[The exercise]: Send back the records in full, character for character.

[Extracted data]:
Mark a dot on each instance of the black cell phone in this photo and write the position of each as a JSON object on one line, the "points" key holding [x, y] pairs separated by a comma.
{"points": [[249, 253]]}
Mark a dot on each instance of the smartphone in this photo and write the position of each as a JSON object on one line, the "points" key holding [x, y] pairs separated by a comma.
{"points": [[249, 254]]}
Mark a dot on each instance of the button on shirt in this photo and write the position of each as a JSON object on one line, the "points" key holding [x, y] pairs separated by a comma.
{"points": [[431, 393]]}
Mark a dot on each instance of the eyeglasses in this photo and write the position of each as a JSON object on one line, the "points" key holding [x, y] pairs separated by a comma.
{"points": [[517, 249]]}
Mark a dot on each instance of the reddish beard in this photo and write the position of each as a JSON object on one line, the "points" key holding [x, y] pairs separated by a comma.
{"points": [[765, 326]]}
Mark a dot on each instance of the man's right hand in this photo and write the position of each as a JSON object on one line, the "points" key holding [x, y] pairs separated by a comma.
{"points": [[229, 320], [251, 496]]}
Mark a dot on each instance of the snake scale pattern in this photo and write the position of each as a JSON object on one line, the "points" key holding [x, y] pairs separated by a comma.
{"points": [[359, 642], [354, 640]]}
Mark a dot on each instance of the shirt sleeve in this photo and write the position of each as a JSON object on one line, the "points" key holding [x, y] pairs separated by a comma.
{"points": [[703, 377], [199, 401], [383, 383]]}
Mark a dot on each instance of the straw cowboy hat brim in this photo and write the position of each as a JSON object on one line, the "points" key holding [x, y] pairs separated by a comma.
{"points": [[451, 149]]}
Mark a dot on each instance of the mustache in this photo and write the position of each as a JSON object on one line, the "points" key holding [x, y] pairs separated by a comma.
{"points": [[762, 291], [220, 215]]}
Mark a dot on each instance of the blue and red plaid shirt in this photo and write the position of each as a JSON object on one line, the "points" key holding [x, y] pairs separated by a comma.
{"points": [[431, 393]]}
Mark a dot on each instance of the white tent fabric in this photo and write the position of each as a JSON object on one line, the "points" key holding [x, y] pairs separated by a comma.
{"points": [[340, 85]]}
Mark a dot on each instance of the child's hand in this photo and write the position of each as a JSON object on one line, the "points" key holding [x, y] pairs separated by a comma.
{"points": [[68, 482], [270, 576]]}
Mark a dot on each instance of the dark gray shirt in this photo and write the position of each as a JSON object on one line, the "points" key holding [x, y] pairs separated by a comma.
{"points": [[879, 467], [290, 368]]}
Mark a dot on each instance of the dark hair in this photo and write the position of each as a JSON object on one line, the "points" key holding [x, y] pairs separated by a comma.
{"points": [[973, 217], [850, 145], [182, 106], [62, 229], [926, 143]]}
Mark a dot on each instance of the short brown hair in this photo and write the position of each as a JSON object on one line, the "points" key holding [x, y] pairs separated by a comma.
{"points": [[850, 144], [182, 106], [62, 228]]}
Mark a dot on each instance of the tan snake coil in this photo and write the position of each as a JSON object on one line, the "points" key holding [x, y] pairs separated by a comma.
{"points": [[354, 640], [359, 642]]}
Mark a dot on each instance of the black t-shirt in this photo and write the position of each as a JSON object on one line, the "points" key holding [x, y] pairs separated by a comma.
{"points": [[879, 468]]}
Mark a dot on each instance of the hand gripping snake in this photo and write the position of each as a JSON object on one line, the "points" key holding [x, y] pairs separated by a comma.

[Response to this task]:
Mark a dot on each instance of the black cell phone in this photo and write the position of each as a JSON object on one line, the "points" key holding [x, y] pairs separated by a comma.
{"points": [[249, 253]]}
Mark a dot on each instance of the smartphone in this photo and write the position of each as a JSON object on one line, the "points" key holding [x, y] pairs separated by a comma.
{"points": [[249, 254]]}
Mark a dot on each instance of the button on shirt in this photo and write the position of each as a JSON object on one line, the "points" key holding [x, y] pairs separated by a comma.
{"points": [[431, 393]]}
Mark a dot on each instance of the eyeglasses in this photo and write the position of each as a JSON object on one line, the "points" key holding [x, y] pairs separated by a comma.
{"points": [[517, 249]]}
Mark a dot on each instance of the reddish beard in this photo and write the position of each as a JSON object on one line, the "points" key holding [x, y] pairs separated by a comma.
{"points": [[765, 326]]}
Mark a dot on each instance of the man's right hand in this photo and write the position of each as a JSON object on one line, the "points" key holding [x, y] pairs separated by a comma.
{"points": [[229, 320], [251, 496]]}
Mark a dot on each instance of the snake scale pattern in this photo and write the position of each as a JSON object on one line, the "points" key holding [x, y] pairs separated by a comma.
{"points": [[359, 642], [354, 640]]}
Mark a dot on each instance of the shirt sleeve in this photo and write the position of each as a JSON object on one line, the "points" key holding [x, y] pairs separated by a comma.
{"points": [[703, 377], [199, 401], [383, 383]]}
Mark a dot on each instance of the straw cowboy hat brim in this photo and write the position of each as a JSON object on one line, the "points" key holding [x, y] pairs separated by a comma.
{"points": [[451, 149]]}
Mark a dot on each instance of the mustache in this photo and write the position of each as a JSON object on one line, the "points" key holding [x, y] pairs separated by a comma.
{"points": [[762, 291], [220, 215]]}
Mark a dot on each instance of the blue and red plaid shirt in this photo and write the position of each as a JSON object on one line, the "points" key holding [x, y] pairs separated by a comma.
{"points": [[431, 393]]}
Mark a dot on each instance of the white tent fabric in this photo and write the position of each as a JSON object on one line, the "points" key holding [x, y] pairs separated by a comma.
{"points": [[340, 85]]}
Mark a dot on each instance of the child's hand in this photo and write the position of each as a JSON object on one line, the "points" key holding [x, y] pairs separated by a comma.
{"points": [[68, 482], [270, 576]]}
Mark a dot on each instance of the dark gray shirt in this photo and write the position of each as a JSON object on one line, the "points" key holding [x, y] pairs separated by a comma.
{"points": [[879, 467], [290, 368]]}
Mark a dot on each instance of the dark hair in this photo and write the position of each as a JSON object on one line, the "points" key holding [x, y] pairs separated by a comma.
{"points": [[973, 217], [850, 145], [182, 106], [62, 229], [926, 143]]}
Mark a dot on each instance of the short brown hair in this photo and write the position of each as a JSON object on one line, the "points" key holding [x, y] pairs separated by a comma.
{"points": [[850, 144], [182, 106], [62, 228]]}
Mark a dot on each instance of the tan snake coil in this photo and write the position of each as a JSON object on one line, the "points" key holding [x, y] pairs separated by a comma.
{"points": [[354, 640], [359, 642]]}
Mark a dot on each instance of the black t-shirt in this photo and write the position of each as a JSON object on one line, the "points" key holding [x, y] pairs separated by a comma.
{"points": [[879, 468]]}
Mark a dot on each instance of the hand gripping snake in this photo and write the position of each as a JSON object on one line, the "points" key holding [x, y] pairs separated by a comma.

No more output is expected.